§ Description of the task: Put the lines below into a Markdown table with the columns No. and Text, starting with the line containing "Task — mark the dense vegetation, giving" and going on through the end of the rows. Skip blank lines and leave the pictures out.
_____
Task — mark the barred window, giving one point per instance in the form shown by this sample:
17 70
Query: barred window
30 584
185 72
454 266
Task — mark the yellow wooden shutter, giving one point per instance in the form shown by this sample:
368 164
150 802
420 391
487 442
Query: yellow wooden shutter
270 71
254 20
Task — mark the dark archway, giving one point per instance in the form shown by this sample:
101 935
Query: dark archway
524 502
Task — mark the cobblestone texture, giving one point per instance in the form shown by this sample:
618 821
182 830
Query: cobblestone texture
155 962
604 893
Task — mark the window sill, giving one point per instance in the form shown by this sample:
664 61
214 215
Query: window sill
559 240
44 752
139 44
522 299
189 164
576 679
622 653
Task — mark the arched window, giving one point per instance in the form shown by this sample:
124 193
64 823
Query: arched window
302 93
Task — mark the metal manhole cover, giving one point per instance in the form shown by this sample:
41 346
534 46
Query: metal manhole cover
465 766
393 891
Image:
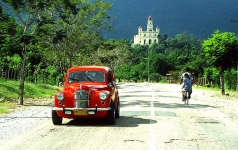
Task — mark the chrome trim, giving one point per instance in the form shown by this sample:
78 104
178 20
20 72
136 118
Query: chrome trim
95 109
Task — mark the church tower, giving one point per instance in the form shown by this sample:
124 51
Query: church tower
149 36
150 24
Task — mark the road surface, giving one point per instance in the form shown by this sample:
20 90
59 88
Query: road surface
153 117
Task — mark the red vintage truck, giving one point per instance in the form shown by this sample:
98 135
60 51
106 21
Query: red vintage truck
88 92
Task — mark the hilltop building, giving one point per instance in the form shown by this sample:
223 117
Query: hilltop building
149 36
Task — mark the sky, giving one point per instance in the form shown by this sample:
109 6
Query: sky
197 17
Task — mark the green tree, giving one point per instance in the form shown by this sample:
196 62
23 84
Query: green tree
222 51
31 14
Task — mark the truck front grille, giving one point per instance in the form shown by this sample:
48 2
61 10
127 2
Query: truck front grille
81 98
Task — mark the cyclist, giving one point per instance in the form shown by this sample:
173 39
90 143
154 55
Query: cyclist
190 78
187 86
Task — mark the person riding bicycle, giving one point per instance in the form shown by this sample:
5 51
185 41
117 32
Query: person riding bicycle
187 86
190 77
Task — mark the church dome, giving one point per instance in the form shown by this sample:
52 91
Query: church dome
149 18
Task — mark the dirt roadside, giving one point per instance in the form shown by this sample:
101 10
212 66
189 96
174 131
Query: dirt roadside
228 104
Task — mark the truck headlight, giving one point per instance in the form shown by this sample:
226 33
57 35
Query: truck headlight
103 95
59 96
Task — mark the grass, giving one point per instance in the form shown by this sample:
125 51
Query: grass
9 93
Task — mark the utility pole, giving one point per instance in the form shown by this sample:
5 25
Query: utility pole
231 20
148 65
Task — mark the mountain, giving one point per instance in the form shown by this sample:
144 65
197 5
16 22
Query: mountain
197 17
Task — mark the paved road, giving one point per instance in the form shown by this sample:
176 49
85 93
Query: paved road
153 117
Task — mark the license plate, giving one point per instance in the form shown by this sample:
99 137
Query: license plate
80 112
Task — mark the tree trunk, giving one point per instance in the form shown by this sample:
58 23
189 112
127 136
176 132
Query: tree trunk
22 76
222 80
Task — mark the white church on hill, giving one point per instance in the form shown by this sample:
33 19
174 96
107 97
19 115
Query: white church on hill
149 36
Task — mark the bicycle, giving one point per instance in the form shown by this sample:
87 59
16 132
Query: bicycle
186 97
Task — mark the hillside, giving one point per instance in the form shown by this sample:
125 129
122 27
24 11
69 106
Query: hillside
197 17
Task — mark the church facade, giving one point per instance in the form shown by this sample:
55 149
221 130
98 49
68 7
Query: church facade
149 36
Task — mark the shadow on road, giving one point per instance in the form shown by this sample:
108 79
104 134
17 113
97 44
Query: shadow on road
147 104
123 121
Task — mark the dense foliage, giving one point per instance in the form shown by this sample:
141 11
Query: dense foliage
68 33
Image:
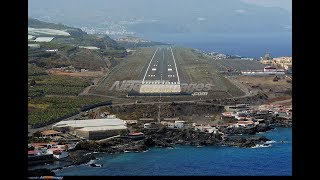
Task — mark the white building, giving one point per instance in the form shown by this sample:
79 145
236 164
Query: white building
93 129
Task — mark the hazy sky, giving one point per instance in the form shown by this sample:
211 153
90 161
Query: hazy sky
285 4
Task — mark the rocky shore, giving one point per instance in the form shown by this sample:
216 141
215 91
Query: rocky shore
165 137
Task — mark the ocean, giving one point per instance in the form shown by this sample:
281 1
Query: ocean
274 160
246 45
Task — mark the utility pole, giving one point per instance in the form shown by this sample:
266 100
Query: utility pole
159 112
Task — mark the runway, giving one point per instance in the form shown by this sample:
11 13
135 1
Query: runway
161 74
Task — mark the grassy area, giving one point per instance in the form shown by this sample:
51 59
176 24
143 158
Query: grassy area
43 110
129 69
57 85
196 68
47 110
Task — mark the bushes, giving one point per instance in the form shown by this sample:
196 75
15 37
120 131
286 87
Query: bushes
57 85
58 108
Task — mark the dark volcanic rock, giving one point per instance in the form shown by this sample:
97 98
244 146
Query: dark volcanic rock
80 156
167 137
244 141
40 172
149 142
248 130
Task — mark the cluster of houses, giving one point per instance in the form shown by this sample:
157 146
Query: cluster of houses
68 69
49 150
245 116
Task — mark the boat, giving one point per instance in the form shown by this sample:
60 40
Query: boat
96 165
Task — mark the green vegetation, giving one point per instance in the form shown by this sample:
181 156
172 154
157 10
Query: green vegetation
46 110
57 85
129 68
34 70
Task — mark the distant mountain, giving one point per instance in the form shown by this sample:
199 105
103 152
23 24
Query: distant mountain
164 16
77 37
69 47
133 42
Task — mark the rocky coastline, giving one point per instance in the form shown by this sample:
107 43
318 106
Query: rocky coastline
165 137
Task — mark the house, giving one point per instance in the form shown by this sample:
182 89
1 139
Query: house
58 153
179 124
206 128
245 123
50 133
135 135
93 129
147 125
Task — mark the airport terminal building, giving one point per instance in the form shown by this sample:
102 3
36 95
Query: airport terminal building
93 129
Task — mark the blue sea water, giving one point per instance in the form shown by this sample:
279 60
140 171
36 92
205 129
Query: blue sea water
275 160
243 44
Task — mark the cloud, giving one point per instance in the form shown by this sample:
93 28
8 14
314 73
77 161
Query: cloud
201 19
240 11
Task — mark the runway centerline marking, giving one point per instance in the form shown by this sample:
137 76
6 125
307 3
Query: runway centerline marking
149 65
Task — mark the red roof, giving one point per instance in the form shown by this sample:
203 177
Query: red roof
32 152
270 67
136 134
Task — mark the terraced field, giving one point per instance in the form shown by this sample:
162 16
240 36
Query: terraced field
237 64
129 69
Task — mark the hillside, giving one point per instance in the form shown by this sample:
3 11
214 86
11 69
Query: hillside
70 46
133 42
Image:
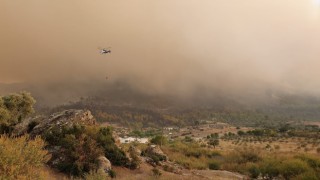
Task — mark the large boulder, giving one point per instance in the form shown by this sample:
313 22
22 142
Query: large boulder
104 164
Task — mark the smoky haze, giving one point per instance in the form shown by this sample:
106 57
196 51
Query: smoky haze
178 47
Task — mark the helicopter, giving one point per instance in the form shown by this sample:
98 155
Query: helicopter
105 50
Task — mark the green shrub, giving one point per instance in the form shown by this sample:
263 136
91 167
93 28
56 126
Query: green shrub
270 168
254 171
31 125
292 168
96 175
214 166
22 158
15 107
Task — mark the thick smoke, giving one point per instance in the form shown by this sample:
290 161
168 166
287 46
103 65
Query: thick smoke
177 47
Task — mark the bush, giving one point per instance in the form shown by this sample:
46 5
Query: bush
270 168
254 171
112 152
292 168
31 125
214 166
22 158
15 107
96 175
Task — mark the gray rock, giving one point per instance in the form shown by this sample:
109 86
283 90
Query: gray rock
104 164
67 118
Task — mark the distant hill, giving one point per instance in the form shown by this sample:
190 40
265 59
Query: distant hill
118 102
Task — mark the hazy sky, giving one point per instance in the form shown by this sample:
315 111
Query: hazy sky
162 45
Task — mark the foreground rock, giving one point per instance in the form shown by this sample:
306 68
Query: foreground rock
104 164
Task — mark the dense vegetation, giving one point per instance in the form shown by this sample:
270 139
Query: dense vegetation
13 109
22 158
137 111
246 160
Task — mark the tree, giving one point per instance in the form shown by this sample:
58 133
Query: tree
159 140
22 158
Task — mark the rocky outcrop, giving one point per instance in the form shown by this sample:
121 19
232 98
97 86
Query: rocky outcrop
67 118
104 164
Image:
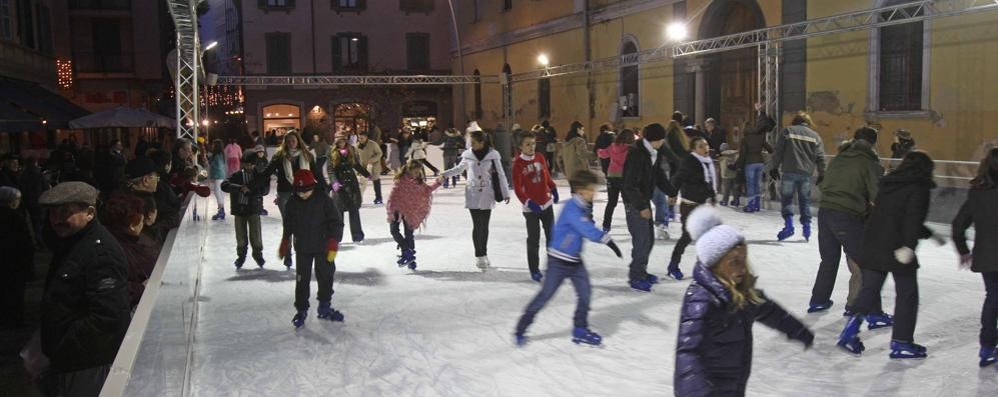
_____
§ Response to the task:
| No. | Text |
|---|---|
| 1 | Task — mark the dense vegetation, giving one point per instance in the form shown by this sample: |
| 2 | 270 139 |
| 3 | Query: dense vegetation |
| 4 | 13 109 |
| 5 | 22 158 |
| 6 | 137 111 |
| 7 | 246 160 |
| 8 | Task — mark the tree, giving one point per instance in the form shown by this sample: |
| 9 | 58 133 |
| 10 | Query: tree |
| 11 | 159 140 |
| 12 | 22 158 |
| 13 | Task — mark the rocky outcrop, giving one point per instance in the form shown by this sample: |
| 14 | 121 19 |
| 15 | 232 98 |
| 16 | 97 86 |
| 17 | Query: rocky outcrop |
| 18 | 67 118 |
| 19 | 104 164 |
| 20 | Image: |